> **TEXTE CITÉ**
===

Franchement je vous le conseil, cette aléa n'est rien en comparaison des avantages de cette machine.


----------



## Anonyme (18 Juillet 2012)

Erwan S. a dit:


> Franchement je vous le conseil, cette aléa n'est rien en comparaison des avantages de cette machine.



Certe,le problème est que si une personne achète un mac sans extension de garanti et qu'au bout de 14 mois il rencontre ce problème et doit acheter une dalle (qui pour moi doit couter assez cher ) je doute qu'il puisse penser qu'au avantage


----------



## sparo (18 Juillet 2012)

C'est vrai que moi aussi cela me fait un peu flipper aussi c histoires .... pour l'instant le mien à 18 mois et pas de probleme (j'ai pas d'applecare).....
Si j'ai foutu une poussière sur l'écran entre la dalle et la vitre en le démontant/remontant pour mettre un SSD mais j'ai la flemme d'enlever la vitre pour la virer (enfait j'ai surtout peur d'en rajouter plus que j'en enlève  )


----------



## Monsieurte (18 Juillet 2012)

Erwan S. a dit:


> Hello,
> 
> J'ai eu la même réaction que vous il y a quelques mois. J'hésitai, l'achat est conséquent, je suis étudiant...
> Et puis j'ai sauté le pas. Bim, trois mois plus tard une tache fait son apparition dans le coin en haut à droite. J'appel Apple mercredi, rendez-vous le samedi matin, changement de dalle dans l'après midi ! Depuis je n'ai plus de problème, et cela fait bien 6 mois que la nouvelle dalle est là.
> ...

===

[Entrées d'annotation spatiale]

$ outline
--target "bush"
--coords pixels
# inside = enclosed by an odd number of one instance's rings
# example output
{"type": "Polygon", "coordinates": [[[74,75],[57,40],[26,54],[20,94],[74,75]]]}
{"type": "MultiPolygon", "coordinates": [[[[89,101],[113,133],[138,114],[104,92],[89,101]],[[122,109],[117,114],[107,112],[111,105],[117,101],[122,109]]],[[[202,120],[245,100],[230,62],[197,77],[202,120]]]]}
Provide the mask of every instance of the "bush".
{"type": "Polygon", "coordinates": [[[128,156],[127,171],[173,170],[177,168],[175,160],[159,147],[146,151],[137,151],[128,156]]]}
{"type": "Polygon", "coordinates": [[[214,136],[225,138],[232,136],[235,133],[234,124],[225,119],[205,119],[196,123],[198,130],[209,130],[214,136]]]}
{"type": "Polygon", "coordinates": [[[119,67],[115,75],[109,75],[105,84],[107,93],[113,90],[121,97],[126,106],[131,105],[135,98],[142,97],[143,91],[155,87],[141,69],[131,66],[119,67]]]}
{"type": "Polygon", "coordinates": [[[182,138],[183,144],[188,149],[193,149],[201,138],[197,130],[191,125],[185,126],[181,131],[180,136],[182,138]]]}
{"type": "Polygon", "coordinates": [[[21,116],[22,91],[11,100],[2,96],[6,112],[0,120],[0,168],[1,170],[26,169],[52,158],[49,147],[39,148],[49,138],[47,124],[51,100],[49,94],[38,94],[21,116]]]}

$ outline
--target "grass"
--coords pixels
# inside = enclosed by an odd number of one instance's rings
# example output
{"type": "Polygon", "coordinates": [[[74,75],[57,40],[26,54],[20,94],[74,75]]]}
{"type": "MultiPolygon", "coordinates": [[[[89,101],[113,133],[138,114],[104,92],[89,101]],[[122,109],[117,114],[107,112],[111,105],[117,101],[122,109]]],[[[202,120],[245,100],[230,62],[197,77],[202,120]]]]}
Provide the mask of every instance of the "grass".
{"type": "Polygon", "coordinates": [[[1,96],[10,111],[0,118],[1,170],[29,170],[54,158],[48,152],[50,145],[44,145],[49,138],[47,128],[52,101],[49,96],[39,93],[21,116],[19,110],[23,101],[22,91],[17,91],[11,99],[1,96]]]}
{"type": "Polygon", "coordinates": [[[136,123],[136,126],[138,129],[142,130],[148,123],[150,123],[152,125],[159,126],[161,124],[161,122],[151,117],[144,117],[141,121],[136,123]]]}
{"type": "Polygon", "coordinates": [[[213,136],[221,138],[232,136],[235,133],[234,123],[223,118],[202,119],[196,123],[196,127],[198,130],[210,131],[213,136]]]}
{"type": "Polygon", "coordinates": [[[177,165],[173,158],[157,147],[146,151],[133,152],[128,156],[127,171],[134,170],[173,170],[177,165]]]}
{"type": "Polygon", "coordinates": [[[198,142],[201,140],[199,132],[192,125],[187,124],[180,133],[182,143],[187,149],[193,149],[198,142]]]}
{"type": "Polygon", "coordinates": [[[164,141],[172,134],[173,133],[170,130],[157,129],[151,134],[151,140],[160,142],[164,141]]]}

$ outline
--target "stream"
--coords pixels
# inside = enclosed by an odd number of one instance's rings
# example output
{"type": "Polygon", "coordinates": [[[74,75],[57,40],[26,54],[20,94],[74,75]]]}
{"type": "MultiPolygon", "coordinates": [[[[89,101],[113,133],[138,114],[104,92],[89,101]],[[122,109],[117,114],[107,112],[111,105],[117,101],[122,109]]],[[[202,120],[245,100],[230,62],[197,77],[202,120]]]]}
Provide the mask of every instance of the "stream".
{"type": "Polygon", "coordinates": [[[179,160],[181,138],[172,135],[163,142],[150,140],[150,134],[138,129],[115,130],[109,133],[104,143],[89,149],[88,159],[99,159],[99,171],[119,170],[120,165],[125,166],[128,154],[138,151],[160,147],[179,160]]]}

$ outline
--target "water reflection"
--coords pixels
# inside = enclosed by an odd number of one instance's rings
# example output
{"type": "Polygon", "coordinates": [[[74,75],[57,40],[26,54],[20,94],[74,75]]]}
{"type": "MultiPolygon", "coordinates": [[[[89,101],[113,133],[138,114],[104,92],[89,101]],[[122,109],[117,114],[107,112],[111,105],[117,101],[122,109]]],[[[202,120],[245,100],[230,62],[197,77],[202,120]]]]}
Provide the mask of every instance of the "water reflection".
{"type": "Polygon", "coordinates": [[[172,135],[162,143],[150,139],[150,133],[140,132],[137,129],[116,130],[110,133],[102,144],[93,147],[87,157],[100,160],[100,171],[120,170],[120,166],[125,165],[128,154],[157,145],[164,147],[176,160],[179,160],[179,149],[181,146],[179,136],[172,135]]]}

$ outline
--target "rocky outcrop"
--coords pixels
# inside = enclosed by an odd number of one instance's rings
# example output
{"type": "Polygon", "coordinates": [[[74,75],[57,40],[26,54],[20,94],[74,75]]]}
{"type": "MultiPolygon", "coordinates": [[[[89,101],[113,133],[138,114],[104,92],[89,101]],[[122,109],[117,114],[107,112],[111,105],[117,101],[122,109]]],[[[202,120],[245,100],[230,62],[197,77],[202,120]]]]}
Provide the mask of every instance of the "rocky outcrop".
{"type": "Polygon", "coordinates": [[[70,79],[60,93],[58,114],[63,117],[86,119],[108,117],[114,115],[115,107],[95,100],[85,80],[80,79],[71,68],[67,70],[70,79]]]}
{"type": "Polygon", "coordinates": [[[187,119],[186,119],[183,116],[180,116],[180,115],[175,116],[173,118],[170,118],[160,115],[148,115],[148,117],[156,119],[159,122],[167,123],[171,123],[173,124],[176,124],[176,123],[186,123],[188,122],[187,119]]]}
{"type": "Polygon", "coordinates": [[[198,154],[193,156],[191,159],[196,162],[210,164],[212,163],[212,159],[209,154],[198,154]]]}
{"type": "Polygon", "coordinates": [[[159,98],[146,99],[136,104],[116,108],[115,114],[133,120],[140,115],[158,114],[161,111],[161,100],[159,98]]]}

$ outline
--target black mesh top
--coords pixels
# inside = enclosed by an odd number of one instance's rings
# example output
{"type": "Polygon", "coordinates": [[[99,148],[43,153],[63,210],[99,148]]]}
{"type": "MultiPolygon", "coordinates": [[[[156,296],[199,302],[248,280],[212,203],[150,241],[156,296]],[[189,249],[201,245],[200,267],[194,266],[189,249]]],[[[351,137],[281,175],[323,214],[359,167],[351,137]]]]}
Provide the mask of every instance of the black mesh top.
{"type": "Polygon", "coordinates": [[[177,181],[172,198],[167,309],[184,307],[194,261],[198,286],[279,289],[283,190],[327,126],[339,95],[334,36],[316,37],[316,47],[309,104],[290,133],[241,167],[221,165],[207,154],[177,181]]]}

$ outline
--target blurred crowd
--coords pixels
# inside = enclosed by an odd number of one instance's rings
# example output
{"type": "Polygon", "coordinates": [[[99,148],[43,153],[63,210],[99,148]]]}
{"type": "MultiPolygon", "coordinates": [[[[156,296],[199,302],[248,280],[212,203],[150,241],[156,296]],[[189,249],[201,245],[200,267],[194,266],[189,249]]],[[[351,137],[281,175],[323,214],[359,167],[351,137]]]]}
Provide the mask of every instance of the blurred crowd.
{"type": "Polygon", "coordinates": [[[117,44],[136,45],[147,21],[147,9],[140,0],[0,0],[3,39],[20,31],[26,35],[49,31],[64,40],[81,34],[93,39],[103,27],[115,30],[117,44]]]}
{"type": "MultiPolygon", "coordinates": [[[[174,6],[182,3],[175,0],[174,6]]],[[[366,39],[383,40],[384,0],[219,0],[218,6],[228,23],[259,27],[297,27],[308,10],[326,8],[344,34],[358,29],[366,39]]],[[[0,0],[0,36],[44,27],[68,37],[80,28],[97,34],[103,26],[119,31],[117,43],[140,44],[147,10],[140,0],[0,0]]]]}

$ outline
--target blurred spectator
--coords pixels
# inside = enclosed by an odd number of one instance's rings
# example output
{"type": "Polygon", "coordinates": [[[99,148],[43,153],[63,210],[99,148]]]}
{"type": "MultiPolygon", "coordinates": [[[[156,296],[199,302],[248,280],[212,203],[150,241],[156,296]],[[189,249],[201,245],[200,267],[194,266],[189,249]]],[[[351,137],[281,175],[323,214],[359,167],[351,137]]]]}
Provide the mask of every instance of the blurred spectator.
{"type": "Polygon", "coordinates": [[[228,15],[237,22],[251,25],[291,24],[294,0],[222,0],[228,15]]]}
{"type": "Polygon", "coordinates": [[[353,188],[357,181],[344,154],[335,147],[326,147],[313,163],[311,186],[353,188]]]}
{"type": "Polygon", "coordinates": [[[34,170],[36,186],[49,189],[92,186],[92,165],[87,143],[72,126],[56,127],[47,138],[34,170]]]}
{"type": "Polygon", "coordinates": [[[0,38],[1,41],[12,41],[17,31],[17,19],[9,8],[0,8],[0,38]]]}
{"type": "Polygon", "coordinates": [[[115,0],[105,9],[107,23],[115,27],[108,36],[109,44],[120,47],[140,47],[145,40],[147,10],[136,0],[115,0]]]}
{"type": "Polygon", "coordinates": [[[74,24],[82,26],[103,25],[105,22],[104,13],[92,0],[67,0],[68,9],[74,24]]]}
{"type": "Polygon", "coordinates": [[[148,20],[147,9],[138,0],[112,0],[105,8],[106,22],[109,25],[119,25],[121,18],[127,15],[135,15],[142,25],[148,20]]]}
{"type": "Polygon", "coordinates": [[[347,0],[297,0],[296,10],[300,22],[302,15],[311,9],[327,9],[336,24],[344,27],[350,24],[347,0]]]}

===

> **OBJECTIF**
Selon l'extrait du forum, depuis combien de temps sparo possède-t-il son appareil ? Seul l'extrait du forum sert de source.

> **TÂCHE RÉALISÉE**
Depuis 18 mois.